Exercise requirements: Starting from the first line below, repeat the data exactly through to the last.

'''

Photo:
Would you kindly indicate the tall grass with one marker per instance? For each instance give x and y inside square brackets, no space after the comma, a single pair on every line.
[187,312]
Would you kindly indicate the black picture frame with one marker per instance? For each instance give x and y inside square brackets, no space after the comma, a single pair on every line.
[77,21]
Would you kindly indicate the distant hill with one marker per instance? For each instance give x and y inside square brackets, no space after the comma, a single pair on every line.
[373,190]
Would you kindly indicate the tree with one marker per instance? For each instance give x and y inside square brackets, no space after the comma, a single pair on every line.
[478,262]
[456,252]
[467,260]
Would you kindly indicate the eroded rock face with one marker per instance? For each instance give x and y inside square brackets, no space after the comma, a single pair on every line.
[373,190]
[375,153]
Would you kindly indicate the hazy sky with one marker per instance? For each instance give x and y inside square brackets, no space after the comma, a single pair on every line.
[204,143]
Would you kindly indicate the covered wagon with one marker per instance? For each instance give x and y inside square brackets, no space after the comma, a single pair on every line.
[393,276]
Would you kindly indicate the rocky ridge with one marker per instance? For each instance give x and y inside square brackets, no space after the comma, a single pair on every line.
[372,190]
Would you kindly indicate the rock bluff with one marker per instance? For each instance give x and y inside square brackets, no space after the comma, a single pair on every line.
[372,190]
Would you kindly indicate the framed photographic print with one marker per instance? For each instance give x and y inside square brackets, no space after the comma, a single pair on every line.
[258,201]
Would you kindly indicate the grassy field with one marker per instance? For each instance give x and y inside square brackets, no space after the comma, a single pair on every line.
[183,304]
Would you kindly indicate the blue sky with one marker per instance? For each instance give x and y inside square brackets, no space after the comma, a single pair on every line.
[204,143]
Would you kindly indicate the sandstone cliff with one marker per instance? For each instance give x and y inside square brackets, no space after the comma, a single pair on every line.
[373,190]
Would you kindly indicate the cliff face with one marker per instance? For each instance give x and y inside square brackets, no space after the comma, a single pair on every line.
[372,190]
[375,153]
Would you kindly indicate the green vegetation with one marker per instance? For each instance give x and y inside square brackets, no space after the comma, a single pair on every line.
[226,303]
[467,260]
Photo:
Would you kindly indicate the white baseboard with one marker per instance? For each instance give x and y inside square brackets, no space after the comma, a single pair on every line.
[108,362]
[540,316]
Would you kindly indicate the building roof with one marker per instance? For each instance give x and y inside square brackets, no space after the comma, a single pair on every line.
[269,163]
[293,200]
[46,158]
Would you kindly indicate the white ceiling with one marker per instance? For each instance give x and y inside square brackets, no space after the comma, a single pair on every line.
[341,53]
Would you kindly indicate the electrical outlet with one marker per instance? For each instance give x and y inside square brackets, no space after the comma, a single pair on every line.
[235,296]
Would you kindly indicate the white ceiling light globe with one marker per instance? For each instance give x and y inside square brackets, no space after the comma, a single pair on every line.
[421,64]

'''

Task solution:
Photo:
Would you kindly indicate the tall grass with one marker per instance? For each instance give x and y inside square brackets, no space after the comma, a single pair on every line.
[187,312]
Would you kindly indicate the black picture frame with one marker per instance? For each instance give x and y inside square brackets, no space after the comma, a single pair on every line.
[77,21]
Would you kindly indicate the distant hill with one marker per instance? For each instance give x and y inside square brackets, no space after the comma, a single pair on every line.
[373,190]
Would you kindly indicate the tree with one marker per instance? For each instance give x and y inside square brackets, no space after the comma, a single pair on every line.
[478,262]
[456,252]
[467,260]
Would you kindly indicate the eroded rock face with one marker per instance? For each instance give x and y inside square brackets, no space after the comma, a single pair on every line.
[373,190]
[375,153]
Would you kindly indicate the hazy sky with one marker per instance? For each instance give x and y inside square brackets, no space after the comma, a single pair on every line.
[204,143]
Would you kindly indicate the covered wagon with one marker per instance? For each instance give x and y inside square brackets, no space after the comma, a single pair on every line.
[393,276]
Would you kindly indicate the rocky ridge with one marker per instance? For each instance give x and y inside square brackets, no space after the comma, a single pair on every line.
[372,190]
Would you kindly indicate the rock bluff with one marker per instance? For each instance give x and y inside square brackets, no space after the comma, a single pair on every line.
[372,190]
Would you kindly indicate the framed photographic print with one marker per instance? For each instance give x and y inside square brackets, no space after the comma, a single pair on every line.
[258,201]
Would you kindly indicate the grassy field with one marker per instance? For each instance give x and y inside square brackets, no space after the comma, a single pair on every line.
[183,304]
Would you kindly indicate the blue sky with one marker per instance? For each instance give x and y inside square brackets, no space after the comma, a single pair on every line.
[204,143]
Would you kindly indicate the sandstone cliff with one marker per instance? For each instance give x and y inside square brackets, no space after the comma, a single pair on every line.
[373,190]
Would you kindly indicate the cliff face with one marker per instance? For each instance give x and y inside square brackets, no space after the comma, a single pair on every line.
[372,190]
[375,153]
Would you kindly indicate the green vegetation with one marker per instance? For each instance give x and y inside square brackets, no space after the comma, a single pair on every line.
[226,303]
[467,260]
Photo:
Would you kindly indicate the white baseboard with one marker per instance? For each instance give x and y inside square brackets, no space after the comma, a single pair on every line.
[108,362]
[540,316]
Would you kindly indicate the building roof with one marker per instance? For each instance give x and y inside square brackets, no space after the comma, a single pair on every line.
[269,163]
[293,200]
[46,158]
Would you kindly indicate the white ceiling with one marker per instance? For each instance give x and y inside square brackets, no space after the comma, a single pair on every line.
[341,53]
Would you kindly indicate the electrical outlet with one marker per instance? For each instance give x and y inside square brackets, no space after the comma, a single pair on every line.
[235,296]
Would you kindly indicate the white ceiling light globe with one marker per instance? For each instance give x and y inside square brackets, no space after the comma, a single pair on every line.
[421,64]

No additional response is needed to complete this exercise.